[PROVIDED TEXT]:
%%

BookmarkSubscribeRSS Feed
🔒 This topic is solved and locked. Need further help from the community? Please sign in and ask a new question.
Cruise
Ammonite | Level 13

Hi Folks,

 

I'm trying to merge the 'case' data to population estimates data 'pop' with 2000 and 2010 census by racecat and census years. Please see oversimplified mock datasets. Desired result 'want' has all levels of both datasets. But I couldn't achieve it by merge in data step as shown in demo below. In actuality, I have more linkage variables, such as 5-digit ZIP-code, year, race, gender and age groups making a use proc sql by multiple variables challenging. 

 

I will greatly appreciate your help to accomplish 'want' dataset. 

Thanks so much for your time in advance.

%%

[INSTRUCTION]: Carry the forum post about merging case counts with census population estimates forward from its final line. The data after this point come from a separate source.

[MATERIAL PROVIDED]:

%%

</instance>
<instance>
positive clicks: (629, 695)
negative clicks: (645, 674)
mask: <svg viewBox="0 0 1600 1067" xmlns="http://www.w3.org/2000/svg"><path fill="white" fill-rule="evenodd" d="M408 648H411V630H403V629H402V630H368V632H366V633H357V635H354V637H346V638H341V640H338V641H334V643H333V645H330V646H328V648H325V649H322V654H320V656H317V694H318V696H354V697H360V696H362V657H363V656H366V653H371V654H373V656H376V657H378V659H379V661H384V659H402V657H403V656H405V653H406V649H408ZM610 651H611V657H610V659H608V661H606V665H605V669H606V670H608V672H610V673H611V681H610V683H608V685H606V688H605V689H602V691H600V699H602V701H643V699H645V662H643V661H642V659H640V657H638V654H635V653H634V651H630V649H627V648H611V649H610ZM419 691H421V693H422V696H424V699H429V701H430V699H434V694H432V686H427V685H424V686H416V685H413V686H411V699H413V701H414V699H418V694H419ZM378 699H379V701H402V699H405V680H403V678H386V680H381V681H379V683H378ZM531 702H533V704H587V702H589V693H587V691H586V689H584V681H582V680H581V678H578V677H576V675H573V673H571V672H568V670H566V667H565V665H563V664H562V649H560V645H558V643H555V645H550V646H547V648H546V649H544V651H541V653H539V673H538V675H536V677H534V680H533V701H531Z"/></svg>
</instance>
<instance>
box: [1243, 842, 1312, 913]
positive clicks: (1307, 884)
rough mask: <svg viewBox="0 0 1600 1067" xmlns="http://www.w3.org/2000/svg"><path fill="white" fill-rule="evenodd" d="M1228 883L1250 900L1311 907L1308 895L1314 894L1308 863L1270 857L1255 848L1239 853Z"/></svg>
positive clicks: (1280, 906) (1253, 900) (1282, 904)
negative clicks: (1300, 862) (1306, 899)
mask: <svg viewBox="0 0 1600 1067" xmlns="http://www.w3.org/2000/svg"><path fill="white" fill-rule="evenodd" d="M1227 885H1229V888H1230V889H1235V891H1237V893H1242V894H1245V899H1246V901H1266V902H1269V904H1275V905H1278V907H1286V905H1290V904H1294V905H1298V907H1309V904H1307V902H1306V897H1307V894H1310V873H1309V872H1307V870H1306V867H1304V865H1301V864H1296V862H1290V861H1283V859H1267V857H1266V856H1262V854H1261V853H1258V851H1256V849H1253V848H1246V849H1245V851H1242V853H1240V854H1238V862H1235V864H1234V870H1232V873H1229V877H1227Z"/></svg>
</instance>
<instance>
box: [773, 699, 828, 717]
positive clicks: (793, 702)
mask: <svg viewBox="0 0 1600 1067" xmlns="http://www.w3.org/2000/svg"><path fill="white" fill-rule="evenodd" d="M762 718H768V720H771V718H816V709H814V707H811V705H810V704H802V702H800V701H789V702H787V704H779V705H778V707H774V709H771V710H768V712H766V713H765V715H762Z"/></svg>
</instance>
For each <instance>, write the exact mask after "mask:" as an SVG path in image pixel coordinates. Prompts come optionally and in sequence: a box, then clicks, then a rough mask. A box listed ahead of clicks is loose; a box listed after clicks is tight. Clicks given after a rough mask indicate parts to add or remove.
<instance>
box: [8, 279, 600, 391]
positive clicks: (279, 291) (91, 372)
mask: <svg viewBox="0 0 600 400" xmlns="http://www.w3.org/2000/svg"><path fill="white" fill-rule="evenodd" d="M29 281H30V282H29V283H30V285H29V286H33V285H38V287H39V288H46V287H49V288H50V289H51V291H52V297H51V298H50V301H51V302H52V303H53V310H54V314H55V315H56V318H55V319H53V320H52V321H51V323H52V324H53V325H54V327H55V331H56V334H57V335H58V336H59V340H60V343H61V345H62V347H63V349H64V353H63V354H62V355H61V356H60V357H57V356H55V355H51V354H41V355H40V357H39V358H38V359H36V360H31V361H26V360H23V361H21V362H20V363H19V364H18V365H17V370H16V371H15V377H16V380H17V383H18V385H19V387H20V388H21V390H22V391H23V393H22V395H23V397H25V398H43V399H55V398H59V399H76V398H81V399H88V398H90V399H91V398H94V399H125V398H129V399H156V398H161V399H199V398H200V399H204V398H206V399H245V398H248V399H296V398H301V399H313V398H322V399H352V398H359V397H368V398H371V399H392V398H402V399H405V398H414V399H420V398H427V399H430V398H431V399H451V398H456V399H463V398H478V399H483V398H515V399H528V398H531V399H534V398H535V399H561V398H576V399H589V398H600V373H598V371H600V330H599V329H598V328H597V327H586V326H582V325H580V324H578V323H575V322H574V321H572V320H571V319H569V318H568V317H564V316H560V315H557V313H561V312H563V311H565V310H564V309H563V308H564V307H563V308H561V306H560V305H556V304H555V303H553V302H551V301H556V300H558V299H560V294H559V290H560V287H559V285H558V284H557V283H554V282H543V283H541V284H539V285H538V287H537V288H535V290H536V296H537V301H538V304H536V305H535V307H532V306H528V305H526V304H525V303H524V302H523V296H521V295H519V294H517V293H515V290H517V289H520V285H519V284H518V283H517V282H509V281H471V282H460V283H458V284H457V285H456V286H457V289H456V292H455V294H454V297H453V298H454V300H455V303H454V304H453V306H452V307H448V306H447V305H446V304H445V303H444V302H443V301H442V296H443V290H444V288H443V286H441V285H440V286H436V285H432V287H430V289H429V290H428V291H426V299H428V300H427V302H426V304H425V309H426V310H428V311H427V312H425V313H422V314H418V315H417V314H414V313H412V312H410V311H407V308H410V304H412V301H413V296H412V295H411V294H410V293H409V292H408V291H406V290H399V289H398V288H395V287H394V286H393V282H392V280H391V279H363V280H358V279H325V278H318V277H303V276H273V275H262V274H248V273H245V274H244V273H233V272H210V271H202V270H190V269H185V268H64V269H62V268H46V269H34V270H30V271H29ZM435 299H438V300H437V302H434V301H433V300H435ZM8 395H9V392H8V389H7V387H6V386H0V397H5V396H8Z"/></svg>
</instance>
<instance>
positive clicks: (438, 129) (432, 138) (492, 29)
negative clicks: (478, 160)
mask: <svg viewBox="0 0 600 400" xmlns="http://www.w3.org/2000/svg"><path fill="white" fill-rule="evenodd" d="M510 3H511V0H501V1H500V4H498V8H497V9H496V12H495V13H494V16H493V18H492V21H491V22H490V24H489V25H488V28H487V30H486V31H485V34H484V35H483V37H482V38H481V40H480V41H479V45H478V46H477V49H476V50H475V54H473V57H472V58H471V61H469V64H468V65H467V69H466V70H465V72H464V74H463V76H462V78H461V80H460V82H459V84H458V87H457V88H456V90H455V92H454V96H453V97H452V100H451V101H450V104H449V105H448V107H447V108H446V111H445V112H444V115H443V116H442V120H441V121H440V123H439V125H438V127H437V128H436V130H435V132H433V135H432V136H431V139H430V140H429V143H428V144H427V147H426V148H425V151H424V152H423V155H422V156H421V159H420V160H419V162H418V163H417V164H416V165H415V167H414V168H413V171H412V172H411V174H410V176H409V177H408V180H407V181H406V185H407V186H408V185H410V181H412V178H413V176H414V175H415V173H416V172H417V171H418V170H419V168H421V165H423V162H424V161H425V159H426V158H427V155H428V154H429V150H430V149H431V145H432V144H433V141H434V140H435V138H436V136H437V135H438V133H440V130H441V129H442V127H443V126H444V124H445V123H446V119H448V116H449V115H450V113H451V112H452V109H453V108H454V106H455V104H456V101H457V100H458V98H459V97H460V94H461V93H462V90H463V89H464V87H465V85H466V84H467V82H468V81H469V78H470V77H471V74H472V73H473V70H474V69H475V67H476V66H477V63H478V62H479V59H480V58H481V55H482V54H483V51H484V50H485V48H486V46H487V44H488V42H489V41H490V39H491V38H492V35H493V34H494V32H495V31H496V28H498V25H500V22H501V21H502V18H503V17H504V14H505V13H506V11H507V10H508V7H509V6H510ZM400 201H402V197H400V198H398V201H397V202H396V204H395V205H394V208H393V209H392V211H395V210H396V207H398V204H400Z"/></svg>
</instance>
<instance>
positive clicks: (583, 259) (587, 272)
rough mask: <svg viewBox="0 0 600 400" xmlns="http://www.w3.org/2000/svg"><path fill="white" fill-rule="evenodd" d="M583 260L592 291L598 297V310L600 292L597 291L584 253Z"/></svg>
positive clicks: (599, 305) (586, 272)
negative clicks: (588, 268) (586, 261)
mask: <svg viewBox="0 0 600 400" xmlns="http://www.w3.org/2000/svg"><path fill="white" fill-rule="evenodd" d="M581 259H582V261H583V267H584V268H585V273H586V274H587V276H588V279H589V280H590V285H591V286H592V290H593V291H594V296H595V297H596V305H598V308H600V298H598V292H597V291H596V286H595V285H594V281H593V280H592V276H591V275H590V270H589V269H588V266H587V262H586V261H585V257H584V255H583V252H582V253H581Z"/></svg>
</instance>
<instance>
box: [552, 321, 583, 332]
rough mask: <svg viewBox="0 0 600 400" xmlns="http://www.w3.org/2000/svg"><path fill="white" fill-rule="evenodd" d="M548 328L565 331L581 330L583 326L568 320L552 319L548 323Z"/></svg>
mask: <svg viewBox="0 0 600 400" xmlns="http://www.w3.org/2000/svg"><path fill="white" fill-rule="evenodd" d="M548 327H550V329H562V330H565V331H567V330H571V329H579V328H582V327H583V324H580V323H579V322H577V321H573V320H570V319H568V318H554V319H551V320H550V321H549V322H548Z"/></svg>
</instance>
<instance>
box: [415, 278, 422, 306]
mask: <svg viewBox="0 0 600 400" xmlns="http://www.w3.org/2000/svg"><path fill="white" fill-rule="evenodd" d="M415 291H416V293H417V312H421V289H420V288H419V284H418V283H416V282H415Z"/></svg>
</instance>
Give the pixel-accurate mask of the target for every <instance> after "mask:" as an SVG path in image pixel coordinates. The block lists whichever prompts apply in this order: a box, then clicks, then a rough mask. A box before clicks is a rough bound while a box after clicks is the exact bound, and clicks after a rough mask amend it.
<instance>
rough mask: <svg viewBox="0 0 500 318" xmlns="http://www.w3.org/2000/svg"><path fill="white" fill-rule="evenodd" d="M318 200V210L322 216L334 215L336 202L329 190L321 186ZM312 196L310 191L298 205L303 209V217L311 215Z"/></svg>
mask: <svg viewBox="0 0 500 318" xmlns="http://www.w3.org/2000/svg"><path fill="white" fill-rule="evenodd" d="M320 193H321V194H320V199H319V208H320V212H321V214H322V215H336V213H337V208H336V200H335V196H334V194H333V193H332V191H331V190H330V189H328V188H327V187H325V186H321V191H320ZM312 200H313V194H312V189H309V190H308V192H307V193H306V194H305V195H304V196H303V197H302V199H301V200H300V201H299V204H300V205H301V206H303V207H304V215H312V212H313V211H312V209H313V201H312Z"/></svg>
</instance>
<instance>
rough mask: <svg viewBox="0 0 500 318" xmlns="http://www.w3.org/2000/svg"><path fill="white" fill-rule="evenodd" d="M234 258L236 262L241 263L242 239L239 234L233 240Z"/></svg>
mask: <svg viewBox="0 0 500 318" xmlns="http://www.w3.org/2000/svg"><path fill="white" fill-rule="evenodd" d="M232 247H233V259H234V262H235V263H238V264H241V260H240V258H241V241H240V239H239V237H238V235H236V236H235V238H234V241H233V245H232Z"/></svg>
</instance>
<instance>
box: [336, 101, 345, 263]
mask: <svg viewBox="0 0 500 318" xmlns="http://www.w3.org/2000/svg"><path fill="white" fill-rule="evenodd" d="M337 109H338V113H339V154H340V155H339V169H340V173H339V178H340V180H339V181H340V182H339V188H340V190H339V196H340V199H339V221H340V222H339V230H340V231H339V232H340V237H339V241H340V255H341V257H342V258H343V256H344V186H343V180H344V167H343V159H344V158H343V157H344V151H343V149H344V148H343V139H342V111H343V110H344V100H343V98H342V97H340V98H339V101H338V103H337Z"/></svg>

%%

[EXERCISE RESULT]:
data case;
input racecat year census_year case;
cards;
1	1997	2000	1
2	1998	2000	1
1	1999	2000	1
2	2000	2000	1
1	2010	2010	1
2	2011	2010	1
1	2012	2010	1
2	2013	2010	1
;

data pop;
input racecat pop census_year;
cards;
1 500 2000
2 100 2000
1 1000 2010
2 300 2010
;

proc sort data=case; by racecat census_year;
proc sort data=pop; by racecat census_year;
data a; 
merge pop(in=p) case(in=c);
by racecat census_year;
if p and c; 
run;

data want;
input racecat year census_year pop case;
cards;
racecat	year	census_year	pop	case
1	1997	2000	500	1
2	1997	2000	100	.
1	1998	2000	500	.
2	1998	2000	100	1
1	1999	2000	500	1
2	1999	2000	100	.
1	2000	2000	500	.
2	2000	2000	100	1
1	2010	2010	1000 1
2	2010	2010	300	 .
1	2011	2010	1000  .
2	2011	2010	300	 1
1	2012	2010	1000 1
2	2012	2010	300	 .
1	2013	2010	1000 .
2	2013	2010	300	1
;
1 ACCEPTED SOLUTION

Accepted Solutions
ballardw
Super User

A trivial exercise with 0 or even missing counts for the combinations not appearing in the data. Then match on the demographics.

 

Use something like Proc Summary with complete types summarizing to the counts with the demographics and year class variables.

 

data example;
   input a b c;
datalines;
1 1 1
1 2 1 
1 2 2
2 3 .
2 2 .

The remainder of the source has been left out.